Supplementary Figure 8 Zoomed-in views of GCaMP6s+ GABAergic neurons imaged with Gaussian and Bessel modes.

Same data as in Fig. 3. (a) Gaussian and (b) Bessel images and (c, d) zoomed-in views of the neurons within the white squares. (e) Neurons identified by the CNMF-E method and color-coded by the Pearson’s correlation coefficients (CC) between their calcium traces and pupil size. n = 1 mouse was used for this experiment.

Supplementary Figure 9 Distributions of correlation coefficients between calcium transients and pupil area for neurons in different cortical areas and depths.

Histogram distributions of the Pearson’s correlation coefficient (CC) values of neuron in cortical areas C1-C5 and cortical depths D1-D6. Red and blue lines indicate means and medians of these distributions, respectively. D1-D6 had 1400, 1463, 1966, 2135, 1780 and 503 neurons, respectively; C1-C5 had 1460, 1972, 1866, 1812 and 2137 neurons, respectively. n = 1 mouse was used for this experiment.

Supplementary Figure 10 Analysis on GABAergic neuron ensemble activity within multiple cortical areas of an awake mouse using manually segmented ROIs.

(a, b) Same as Fig. 3a, b. (c) Calcium transients (ΔF/F) of 6,613 neurons in the six depth ranges, sorted by decreasing correlation with pupil area (top trace). (f) Map of the Pearson’s correlation coefficients (CC) for individual neurons, color-coded by its CC value. n = 1 mouse was used for this experiment.

Supplementary Figure 11 Distributions of Pearson’s correlation coefficients between calcium transients and pupil area for manually segmented neurons in different cortical areas and depths.

(a) Imaging areas. (b) Histograms of Pearson’s correlation coefficient (CC) values across brain areas and cortical depths, with their means and medians. (c) Summary of CC values of the all neuron-pupil pairs (N=6,613 pairs). (e) Mean of CCs of neurons in different cortical (top) areas and (bottom) depths. n = 1 mouse was used for this experiment.

### About this exercise
Update the stretch of the supplementary figure legends from "(a, b) Same" through "segmented neurons in different cortical areas and depths.", replacing "pupil area" with "pupil diameter".

### The data
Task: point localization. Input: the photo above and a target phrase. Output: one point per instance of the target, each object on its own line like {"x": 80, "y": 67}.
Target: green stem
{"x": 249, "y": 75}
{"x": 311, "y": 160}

### Solution to the problem
(a, b) Same as Fig. 3a, b. (c) Calcium transients (ΔF/F) of 6,613 neurons in the six depth ranges, sorted by decreasing correlation with pupil diameter (top trace). (f) Map of the Pearson’s correlation coefficients (CC) for individual neurons, color-coded by its CC value. n = 1 mouse was used for this experiment.

Supplementary Figure 11 Distributions of Pearson’s correlation coefficients between calcium transients and pupil diameter for manually segmented neurons in different cortical areas and depths.